● Records for this task

____

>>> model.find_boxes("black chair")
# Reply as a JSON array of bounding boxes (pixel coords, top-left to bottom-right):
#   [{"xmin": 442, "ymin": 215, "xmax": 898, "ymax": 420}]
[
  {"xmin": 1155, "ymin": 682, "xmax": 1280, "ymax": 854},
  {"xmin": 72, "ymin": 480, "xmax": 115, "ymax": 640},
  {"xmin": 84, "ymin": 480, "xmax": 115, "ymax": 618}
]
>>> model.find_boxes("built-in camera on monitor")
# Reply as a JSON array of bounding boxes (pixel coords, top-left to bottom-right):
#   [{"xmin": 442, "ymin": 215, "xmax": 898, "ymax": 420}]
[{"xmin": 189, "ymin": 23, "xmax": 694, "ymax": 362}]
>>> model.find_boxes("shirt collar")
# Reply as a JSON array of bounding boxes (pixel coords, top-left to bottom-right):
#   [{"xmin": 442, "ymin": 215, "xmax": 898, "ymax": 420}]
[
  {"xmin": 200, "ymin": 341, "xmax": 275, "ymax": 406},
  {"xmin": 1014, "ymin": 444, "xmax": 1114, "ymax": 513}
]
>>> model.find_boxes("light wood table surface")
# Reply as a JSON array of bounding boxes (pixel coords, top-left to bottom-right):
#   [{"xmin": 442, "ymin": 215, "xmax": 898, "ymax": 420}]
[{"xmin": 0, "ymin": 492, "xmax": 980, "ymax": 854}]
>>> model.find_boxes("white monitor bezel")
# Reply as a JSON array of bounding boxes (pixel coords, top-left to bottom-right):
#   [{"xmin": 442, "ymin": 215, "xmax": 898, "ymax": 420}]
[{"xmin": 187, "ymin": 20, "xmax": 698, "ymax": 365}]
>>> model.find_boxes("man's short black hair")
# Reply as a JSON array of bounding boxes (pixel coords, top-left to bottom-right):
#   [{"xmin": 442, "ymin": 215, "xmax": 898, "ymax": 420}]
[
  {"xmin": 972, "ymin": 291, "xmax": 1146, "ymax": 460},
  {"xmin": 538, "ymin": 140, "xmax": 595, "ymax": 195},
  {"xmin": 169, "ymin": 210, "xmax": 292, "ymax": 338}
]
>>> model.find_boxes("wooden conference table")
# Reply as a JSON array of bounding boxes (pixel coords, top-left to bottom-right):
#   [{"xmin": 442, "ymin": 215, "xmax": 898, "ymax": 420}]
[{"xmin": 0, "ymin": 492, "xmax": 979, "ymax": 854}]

____

● Objective
Pull out each line of the entries above that contains the string "monitor". Case counts.

● Answer to the task
>>> model.find_boxes("built-in camera on monitor")
>>> model.find_boxes("white monitor bezel")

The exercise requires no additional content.